[Coordinate labeling data]

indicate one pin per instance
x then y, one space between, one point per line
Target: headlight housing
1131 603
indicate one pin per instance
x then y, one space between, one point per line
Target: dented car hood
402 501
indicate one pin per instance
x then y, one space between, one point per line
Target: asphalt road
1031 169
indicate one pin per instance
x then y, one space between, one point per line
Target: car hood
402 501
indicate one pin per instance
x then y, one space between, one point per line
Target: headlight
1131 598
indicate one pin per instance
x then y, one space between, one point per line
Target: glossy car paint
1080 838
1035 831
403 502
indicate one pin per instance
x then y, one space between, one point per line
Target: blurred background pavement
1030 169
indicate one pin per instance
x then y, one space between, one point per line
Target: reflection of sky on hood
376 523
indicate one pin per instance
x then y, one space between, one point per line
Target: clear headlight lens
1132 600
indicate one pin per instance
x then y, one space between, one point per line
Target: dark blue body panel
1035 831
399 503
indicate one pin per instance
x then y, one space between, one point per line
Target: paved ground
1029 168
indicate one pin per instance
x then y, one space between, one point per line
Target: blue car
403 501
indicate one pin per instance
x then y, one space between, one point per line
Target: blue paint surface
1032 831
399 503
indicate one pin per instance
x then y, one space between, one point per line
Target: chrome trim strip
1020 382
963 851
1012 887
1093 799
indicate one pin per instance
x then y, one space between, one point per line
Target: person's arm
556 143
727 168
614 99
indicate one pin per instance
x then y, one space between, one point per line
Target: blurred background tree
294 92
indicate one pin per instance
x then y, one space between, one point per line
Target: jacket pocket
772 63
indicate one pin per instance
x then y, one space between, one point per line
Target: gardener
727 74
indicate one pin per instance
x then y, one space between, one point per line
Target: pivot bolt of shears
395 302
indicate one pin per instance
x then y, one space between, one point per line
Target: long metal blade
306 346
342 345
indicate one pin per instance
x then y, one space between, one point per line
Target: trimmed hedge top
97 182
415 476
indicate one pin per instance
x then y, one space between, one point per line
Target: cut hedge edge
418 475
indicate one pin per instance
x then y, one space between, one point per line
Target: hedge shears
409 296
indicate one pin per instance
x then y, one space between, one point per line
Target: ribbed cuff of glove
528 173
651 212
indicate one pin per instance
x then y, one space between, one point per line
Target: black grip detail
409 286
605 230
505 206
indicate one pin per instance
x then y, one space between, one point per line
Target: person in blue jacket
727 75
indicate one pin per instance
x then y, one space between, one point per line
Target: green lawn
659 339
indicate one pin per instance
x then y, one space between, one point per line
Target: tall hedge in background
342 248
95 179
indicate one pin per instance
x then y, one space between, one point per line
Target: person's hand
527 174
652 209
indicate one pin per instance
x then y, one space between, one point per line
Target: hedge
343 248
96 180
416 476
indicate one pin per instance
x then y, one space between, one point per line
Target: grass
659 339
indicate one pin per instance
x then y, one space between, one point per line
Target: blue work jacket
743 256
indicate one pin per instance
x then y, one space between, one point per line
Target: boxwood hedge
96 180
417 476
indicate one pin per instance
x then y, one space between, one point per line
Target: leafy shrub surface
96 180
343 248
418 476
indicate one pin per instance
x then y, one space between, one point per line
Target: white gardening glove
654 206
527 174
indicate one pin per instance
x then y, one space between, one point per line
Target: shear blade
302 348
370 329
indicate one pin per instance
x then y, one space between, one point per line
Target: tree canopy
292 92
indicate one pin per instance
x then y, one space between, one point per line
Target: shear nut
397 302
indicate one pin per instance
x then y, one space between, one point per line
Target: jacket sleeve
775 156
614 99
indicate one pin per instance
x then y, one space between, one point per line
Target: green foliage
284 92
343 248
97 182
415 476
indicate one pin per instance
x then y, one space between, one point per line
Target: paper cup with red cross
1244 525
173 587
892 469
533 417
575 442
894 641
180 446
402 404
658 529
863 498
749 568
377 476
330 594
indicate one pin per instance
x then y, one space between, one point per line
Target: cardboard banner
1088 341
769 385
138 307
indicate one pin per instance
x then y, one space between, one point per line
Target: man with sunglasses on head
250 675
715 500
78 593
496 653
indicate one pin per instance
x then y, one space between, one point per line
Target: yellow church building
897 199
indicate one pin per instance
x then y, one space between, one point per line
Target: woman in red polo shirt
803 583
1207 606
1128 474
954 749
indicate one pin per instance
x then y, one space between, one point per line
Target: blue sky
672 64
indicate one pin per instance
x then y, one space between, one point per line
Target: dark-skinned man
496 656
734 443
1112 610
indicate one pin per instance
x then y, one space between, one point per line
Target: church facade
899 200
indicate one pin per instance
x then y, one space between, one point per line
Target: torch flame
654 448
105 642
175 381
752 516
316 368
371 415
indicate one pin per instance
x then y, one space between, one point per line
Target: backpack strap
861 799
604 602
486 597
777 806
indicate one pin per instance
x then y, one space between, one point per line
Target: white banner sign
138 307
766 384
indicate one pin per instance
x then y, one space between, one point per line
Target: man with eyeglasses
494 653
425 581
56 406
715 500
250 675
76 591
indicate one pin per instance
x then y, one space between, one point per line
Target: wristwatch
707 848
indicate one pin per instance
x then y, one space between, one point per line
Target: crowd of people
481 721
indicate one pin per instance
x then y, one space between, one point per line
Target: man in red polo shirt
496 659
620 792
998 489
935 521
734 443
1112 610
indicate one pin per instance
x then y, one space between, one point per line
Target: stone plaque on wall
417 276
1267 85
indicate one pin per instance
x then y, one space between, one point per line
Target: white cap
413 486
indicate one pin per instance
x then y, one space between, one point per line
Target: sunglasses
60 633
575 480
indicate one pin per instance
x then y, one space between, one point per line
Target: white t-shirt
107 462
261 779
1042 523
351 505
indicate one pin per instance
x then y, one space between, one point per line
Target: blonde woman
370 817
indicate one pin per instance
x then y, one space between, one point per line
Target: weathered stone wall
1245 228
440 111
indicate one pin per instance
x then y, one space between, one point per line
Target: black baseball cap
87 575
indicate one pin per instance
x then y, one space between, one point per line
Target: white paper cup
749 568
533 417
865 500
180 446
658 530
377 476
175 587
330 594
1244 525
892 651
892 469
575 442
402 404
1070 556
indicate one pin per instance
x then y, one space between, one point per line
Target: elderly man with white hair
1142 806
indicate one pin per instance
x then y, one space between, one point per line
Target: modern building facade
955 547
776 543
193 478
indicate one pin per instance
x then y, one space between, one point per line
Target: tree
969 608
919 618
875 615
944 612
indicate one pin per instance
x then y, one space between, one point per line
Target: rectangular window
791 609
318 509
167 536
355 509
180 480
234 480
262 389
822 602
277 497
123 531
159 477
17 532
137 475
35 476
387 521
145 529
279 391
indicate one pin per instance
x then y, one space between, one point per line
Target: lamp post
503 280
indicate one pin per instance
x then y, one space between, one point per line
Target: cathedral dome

WRITTEN INSTRUCTION |
Pull out every line of the listing that contains the string "jacket", and copy each such line as it appears.

COMPLETED EXERCISE |
Target: jacket pocket
Target: person in blue jacket
Target: blue work jacket
Target: jacket sleeve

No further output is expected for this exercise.